• [Goal of the exercise] Rewrite the material below, putting "sedan" in place of every "hatchback" and leaving everything else unchanged.

================

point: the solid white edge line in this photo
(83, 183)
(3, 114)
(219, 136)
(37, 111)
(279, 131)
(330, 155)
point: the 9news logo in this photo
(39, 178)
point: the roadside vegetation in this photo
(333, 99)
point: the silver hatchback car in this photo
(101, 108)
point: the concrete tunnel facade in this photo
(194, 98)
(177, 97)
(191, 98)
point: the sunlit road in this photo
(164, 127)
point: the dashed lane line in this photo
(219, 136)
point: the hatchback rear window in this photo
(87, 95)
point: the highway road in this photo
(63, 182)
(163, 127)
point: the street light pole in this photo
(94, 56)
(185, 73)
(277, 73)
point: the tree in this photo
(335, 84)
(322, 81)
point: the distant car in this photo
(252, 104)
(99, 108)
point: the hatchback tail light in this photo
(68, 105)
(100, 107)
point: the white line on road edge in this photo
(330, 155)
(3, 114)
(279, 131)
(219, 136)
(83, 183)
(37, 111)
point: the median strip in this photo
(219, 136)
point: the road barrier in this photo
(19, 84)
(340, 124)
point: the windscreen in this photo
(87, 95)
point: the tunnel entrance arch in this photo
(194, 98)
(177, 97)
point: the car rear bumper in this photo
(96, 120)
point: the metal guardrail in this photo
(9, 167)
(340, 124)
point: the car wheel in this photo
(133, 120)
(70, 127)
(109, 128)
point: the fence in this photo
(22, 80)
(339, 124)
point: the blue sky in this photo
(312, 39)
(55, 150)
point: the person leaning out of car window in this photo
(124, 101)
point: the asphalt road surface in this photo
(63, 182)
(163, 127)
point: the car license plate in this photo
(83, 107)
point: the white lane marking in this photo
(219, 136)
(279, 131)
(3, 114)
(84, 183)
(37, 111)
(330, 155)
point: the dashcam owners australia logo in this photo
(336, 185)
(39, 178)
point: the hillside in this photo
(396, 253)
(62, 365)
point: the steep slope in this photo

================

• [In response]
point: the solid white edge line in this photo
(83, 183)
(3, 114)
(219, 136)
(37, 111)
(279, 131)
(330, 155)
point: the 9news logo in this photo
(39, 178)
point: the roadside vegetation in this photo
(333, 99)
point: the silver sedan car in this photo
(101, 108)
point: the concrete tunnel facade in this photo
(194, 98)
(177, 97)
(191, 98)
point: the sunlit road in this photo
(164, 127)
point: the dashed lane line in this photo
(219, 136)
point: the sedan rear window in this photo
(87, 95)
point: the highway road in this photo
(63, 182)
(163, 127)
point: the street light pole in this photo
(94, 56)
(185, 73)
(277, 73)
point: the tree in this photo
(335, 84)
(322, 81)
point: the distant car in this photo
(252, 104)
(99, 108)
point: the sedan tail light in this photo
(68, 105)
(100, 107)
point: the white line on road edge in this photo
(330, 155)
(3, 114)
(279, 131)
(219, 136)
(83, 183)
(37, 111)
point: the median strip in this photo
(219, 136)
point: the road barrier in this photo
(19, 84)
(340, 124)
point: the windscreen in this photo
(87, 95)
point: the tunnel entrance arch in this photo
(194, 98)
(177, 97)
point: the car rear bumper in this photo
(96, 120)
point: the metal guardrail in this photo
(9, 167)
(340, 124)
point: the car wheel in this photo
(133, 120)
(70, 127)
(109, 128)
point: the fence in this photo
(22, 80)
(339, 124)
point: the blue sky in this photo
(312, 39)
(55, 150)
point: the person leaning out of car window in this photo
(124, 101)
point: the asphalt road surface in this photo
(63, 182)
(163, 127)
point: the car license plate in this photo
(83, 107)
point: the white lane marking in this photo
(219, 136)
(279, 131)
(3, 114)
(84, 183)
(37, 111)
(330, 155)
point: the dashcam owners australia logo in this photo
(336, 185)
(39, 178)
point: the hillside in this photo
(396, 253)
(62, 365)
point: the steep slope in this photo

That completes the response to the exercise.